### SELECTED PASSAGE
(New York) - The killing of two Indonesian domestic workers by their employers in Saudi Arabia highlights the Saudi government’s ongoing failure to hold employers accountable for serious abuses, Human Rights Watch said today. The brutal beatings by these employers also left two other Indonesian domestic workers critically injured.
Seven members of a Saudi family who employed the four Indonesian women as domestic workers beat them in early August after accusing them of practicing “black magic” on the family’s teenage son. Siti Tarwiyah Slamet, 32, and Susmiyati Abdul Fulan, 28, died from their injuries. Ruminih Surtim, 25, and Tari Tarsim, 27, are receiving treatment in the Intensive Care Unit of Riyadh Medical Complex. Saudi authorities have detained the employers.
“The brutal killings of these Indonesian domestic workers occurred in an atmosphere of impunity fostered by government inaction,” said Nisha Varia, senior researcher in the Women’s Rights Division of Human Rights Watch. “Not only do the authorities typically fail to investigate or prosecute abusive employers, the criminal justice system also obstructs abused workers from seeking redress.”
Approximately 2 million women from Indonesia, Sri Lanka, the Philippines and other countries are employed as domestic workers in Saudi Arabia. They are routinely underpaid, overworked, confined to the workplace, or subject to verbal, physical, and sexual abuse, Human Rights Watch said. Despite being victims of abuse themselves, many domestic workers are subject to counteraccusations, including theft, adultery or fornication in cases of rape or witchcraft.
During visits to Saudi Arabia and Sri Lanka in November and December, Human Rights Watch interviewed Sri Lankan domestic workers sentenced to prison and whipping in Saudi Arabia after their employers had raped and impregnated them. Three months ago, an Indonesian domestic worker in al-Qasim province was sentenced to 10 years in prison and 2,000 lashes for witchcraft, a reduction from an original sentence of death. The Indonesian embassy did not learn about the arrest, detention or trial of the worker until one month after the sentencing.
Whether as victims or defendants, foreigners confront several serious problems in getting a fair investigation or trial in Saudi Arabia’s criminal justice system. Many migrant workers do not have access to interpreters, legal aid or basic information about their cases. The Saudi government often takes months or years to inform foreign missions if their nationals have been arrested or hospitalized, preventing them from extending badly needed assistance.
Cases often drag on for years. Nour Miyati, an Indonesian domestic worker, sustained serious injuries and lost her fingers due to gangrene in 2005 after her employer locked her up, physically and verbally abused her and deprived her of food. She then faced a countercharge of making false accusations against her employer, and was sentenced to 79 lashes. A court subsequently overturned that conviction and sentence, but she still awaits a final monetary settlement from her employer and the ability to return home to Indonesia after her ordeal.
“The Saudi government should train police how to investigate cases involving domestic workers, whose confrontations with employers often take place in private homes with few witnesses,” said Varia. “The government should also extend labor laws to protect domestic workers.”
Human Rights Watch also urged the Saudi government to reform immigration sponsorship laws that seriously disadvantage workers by forcing them to obtain their employers’ permission to leave the country or transfer employment. A recent reform allowing the Ministry of Labor to waive this requirement if the employer fails to pay three months of wages is insufficient to resolve these problems.
Saudi authorities and embassies of domestic workers’ home countries receive thousands of complaints of labor exploitation or abuse each year. Many more cases are likely unreported, given domestic workers’ isolation in private homes, employers’ ability to summarily have workers deported, and migrants’ lack of information about their rights. The Indonesian embassy alone currently has 300 women in its shelter, predominantly domestic workers complaining of abuse by employers and recruitment agents. In July, the shelter housed 500 women.

### DATA SUPPLIED
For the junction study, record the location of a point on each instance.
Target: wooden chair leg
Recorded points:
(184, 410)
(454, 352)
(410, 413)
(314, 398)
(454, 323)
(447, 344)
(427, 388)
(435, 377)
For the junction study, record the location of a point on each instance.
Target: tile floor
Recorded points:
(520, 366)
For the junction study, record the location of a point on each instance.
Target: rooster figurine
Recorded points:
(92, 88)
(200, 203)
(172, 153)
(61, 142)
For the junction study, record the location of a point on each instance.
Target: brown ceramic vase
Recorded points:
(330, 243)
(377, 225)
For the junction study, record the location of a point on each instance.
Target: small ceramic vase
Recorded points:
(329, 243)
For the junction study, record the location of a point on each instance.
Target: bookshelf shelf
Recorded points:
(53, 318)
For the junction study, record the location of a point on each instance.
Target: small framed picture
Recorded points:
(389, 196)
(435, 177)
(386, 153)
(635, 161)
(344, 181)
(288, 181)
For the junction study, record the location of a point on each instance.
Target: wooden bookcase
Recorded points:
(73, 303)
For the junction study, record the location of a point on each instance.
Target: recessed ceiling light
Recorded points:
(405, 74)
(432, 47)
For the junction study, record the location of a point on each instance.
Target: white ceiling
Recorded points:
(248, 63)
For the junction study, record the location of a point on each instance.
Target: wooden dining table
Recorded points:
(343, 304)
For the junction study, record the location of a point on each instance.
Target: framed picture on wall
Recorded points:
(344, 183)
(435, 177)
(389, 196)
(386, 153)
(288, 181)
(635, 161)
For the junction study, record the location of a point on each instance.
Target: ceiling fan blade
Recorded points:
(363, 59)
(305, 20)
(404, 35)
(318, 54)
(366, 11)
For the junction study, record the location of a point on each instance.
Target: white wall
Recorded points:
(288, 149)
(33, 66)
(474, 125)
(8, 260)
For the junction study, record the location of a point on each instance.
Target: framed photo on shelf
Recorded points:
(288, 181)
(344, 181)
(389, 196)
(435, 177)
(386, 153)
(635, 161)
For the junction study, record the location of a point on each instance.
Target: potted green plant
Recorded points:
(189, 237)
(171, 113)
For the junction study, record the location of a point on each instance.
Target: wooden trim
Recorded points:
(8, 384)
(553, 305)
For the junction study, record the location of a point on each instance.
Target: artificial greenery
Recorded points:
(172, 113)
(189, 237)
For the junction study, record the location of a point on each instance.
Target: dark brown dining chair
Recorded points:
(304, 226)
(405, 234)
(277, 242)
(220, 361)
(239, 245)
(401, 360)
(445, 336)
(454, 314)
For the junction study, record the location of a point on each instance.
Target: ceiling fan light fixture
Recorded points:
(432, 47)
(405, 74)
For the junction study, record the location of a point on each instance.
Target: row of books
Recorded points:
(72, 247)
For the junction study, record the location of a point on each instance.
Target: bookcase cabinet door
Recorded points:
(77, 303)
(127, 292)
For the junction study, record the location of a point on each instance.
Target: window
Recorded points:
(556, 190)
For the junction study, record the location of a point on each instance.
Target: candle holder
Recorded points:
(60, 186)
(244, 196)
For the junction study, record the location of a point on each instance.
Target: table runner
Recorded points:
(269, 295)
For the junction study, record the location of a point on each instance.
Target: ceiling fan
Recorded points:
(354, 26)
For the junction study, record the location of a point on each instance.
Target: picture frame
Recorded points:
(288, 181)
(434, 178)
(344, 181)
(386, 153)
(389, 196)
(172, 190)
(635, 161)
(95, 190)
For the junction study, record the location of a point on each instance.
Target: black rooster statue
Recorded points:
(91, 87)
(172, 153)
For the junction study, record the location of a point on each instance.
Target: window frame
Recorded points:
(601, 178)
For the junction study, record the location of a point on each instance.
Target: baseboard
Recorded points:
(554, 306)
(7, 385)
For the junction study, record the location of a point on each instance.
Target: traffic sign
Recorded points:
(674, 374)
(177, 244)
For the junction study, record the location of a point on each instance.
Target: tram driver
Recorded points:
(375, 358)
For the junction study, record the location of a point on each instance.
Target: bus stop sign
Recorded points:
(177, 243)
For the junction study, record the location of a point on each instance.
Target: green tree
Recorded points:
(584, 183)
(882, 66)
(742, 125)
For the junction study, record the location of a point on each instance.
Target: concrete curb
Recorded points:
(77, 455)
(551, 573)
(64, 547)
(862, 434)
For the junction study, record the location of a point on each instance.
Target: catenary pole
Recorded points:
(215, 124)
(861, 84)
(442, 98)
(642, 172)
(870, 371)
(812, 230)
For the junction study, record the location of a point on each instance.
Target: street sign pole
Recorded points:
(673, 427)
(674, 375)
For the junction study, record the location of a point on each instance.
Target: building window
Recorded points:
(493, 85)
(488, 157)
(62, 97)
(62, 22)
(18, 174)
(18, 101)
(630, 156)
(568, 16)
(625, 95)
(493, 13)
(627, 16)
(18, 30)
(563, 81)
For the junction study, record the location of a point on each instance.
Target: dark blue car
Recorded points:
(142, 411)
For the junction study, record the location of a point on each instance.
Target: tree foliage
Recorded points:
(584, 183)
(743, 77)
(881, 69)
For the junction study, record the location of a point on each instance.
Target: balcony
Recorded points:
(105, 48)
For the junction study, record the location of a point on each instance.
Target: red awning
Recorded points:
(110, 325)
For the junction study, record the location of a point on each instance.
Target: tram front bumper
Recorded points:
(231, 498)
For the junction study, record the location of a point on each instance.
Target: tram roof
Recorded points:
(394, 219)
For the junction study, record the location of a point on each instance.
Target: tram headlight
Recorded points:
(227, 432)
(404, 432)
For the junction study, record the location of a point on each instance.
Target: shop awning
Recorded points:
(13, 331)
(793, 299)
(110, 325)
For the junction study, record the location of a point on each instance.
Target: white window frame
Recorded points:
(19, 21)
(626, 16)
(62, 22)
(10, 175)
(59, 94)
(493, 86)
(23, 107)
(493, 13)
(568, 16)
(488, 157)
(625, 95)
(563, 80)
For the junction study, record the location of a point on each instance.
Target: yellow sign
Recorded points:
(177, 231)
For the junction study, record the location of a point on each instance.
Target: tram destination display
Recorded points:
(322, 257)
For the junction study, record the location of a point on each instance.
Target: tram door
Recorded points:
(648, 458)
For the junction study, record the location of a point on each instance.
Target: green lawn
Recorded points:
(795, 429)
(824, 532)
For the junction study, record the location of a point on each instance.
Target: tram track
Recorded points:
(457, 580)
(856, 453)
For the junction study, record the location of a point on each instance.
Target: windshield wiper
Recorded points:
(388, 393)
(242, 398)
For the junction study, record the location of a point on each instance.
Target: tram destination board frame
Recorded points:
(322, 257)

### EXERCISE AIM
Transcribe the press release on abused Indonesian domestic workers between "Saudi authorities and" and "housed 500 women.", inclusive. The listing above comes from a separate source.

### WRITTEN SOLUTION
Saudi authorities and embassies of domestic workers’ home countries receive thousands of complaints of labor exploitation or abuse each year. Many more cases are likely unreported, given domestic workers’ isolation in private homes, employers’ ability to summarily have workers deported, and migrants’ lack of information about their rights. The Indonesian embassy alone currently has 300 women in its shelter, predominantly domestic workers complaining of abuse by employers and recruitment agents. In July, the shelter housed 500 women.